[Pointing dataset records]
....

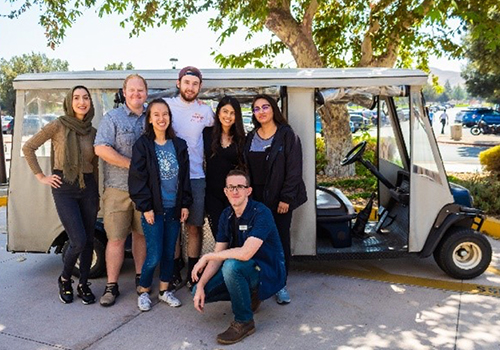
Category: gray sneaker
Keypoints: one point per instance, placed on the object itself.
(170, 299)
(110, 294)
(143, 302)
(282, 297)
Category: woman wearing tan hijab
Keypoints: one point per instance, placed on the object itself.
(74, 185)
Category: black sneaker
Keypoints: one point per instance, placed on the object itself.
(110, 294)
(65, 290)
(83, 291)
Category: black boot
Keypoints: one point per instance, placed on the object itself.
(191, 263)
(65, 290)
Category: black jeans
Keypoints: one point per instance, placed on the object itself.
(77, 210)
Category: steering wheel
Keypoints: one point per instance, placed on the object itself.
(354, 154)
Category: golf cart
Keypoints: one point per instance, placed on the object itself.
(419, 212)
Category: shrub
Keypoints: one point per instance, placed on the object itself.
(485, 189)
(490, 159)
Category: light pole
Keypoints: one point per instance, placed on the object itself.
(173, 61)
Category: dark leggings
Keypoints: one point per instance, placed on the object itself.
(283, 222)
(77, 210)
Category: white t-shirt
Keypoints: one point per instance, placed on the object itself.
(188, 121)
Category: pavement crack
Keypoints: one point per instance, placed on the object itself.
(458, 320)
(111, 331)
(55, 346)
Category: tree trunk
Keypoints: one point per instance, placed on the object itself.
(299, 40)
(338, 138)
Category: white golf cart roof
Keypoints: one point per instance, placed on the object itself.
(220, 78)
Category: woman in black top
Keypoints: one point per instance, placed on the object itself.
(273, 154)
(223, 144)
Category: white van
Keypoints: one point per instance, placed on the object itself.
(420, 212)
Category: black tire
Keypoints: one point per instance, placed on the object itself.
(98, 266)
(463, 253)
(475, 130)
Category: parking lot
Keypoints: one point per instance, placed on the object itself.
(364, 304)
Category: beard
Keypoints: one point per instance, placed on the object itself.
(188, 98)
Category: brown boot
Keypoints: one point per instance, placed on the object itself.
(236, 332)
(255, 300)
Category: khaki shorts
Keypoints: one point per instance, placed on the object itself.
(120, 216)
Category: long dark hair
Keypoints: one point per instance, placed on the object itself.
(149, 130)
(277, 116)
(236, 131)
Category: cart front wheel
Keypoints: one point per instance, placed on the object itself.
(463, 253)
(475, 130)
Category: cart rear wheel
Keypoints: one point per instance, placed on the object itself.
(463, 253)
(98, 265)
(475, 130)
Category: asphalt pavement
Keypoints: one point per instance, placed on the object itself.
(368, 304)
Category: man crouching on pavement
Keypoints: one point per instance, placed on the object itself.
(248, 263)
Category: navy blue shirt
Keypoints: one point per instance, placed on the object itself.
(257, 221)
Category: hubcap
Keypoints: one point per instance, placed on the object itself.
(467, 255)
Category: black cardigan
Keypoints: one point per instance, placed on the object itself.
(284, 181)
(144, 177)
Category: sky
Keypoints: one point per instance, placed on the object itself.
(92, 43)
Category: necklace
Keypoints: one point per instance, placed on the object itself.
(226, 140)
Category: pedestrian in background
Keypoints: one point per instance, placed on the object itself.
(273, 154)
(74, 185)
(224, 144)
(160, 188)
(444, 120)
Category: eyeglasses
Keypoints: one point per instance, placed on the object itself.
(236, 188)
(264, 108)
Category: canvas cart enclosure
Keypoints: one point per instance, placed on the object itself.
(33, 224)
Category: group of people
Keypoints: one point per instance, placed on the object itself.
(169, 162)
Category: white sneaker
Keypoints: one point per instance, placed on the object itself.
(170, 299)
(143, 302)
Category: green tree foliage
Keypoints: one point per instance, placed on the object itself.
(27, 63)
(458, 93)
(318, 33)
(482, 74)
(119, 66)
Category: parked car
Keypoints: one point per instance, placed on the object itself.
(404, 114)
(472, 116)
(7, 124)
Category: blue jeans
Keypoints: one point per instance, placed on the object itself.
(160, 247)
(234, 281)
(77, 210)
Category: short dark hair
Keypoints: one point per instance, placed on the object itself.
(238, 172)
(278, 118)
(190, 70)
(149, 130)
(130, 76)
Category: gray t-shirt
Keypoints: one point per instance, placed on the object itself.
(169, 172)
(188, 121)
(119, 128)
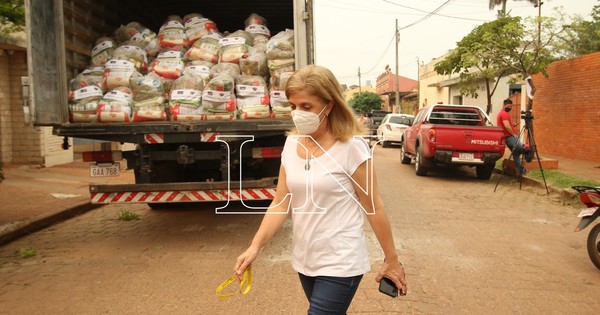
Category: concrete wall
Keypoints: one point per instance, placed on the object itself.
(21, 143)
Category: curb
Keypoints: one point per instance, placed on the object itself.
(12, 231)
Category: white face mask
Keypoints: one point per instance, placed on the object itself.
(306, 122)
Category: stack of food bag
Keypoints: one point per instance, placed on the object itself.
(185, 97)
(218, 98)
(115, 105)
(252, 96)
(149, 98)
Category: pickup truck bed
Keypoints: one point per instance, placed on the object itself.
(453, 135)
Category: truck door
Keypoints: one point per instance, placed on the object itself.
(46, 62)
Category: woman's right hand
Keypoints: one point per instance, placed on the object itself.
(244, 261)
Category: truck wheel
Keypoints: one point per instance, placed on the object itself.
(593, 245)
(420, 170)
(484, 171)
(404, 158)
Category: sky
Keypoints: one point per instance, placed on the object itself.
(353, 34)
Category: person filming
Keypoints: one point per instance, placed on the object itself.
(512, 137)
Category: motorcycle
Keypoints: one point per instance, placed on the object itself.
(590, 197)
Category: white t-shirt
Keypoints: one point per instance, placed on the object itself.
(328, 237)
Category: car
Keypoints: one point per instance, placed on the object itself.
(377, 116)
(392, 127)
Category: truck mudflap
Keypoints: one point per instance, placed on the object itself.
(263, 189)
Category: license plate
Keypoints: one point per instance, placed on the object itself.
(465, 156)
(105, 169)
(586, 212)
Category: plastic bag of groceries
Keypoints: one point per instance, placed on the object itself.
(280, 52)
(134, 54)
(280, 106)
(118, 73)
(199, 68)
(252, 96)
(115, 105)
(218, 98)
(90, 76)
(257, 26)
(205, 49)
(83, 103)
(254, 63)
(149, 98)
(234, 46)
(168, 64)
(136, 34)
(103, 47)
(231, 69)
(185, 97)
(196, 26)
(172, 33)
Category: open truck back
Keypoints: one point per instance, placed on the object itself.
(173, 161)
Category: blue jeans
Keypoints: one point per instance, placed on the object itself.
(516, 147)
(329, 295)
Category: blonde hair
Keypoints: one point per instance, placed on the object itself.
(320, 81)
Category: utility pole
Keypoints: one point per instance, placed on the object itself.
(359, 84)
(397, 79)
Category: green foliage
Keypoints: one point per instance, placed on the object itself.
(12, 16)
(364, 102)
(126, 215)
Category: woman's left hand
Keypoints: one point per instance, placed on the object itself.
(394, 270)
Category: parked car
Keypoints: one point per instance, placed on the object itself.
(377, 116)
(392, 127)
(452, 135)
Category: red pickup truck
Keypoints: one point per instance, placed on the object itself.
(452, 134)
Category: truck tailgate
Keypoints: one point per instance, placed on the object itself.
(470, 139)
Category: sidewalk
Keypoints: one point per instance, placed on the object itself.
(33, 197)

....

» **DIRECTIVE**: Format the lines of the material above, from the line containing "Category: utility pole" through the final line, as a JSON list of strings with one string per line and no blank lines.

» **TASK RESPONSE**:
[
  "Category: utility pole",
  "Keypoints: one point per instance, placed on the object itself.",
  "(359, 84)",
  "(397, 79)",
  "Category: green foliage",
  "Keypoints: one point per instance, placed on the object itself.",
  "(12, 16)",
  "(364, 102)",
  "(126, 215)",
  "Category: woman's left hand",
  "Keypoints: one point per instance, placed on the object itself.",
  "(394, 270)",
  "Category: parked car",
  "Keypoints: one point per instance, placed on the object itself.",
  "(377, 116)",
  "(392, 127)",
  "(452, 135)",
  "Category: red pickup truck",
  "Keypoints: one point per instance, placed on the object itself.",
  "(452, 134)",
  "Category: truck tailgate",
  "Keypoints: one point per instance, placed on the object itself.",
  "(470, 139)",
  "Category: sidewalk",
  "Keypoints: one point per instance, placed on the object itself.",
  "(33, 197)"
]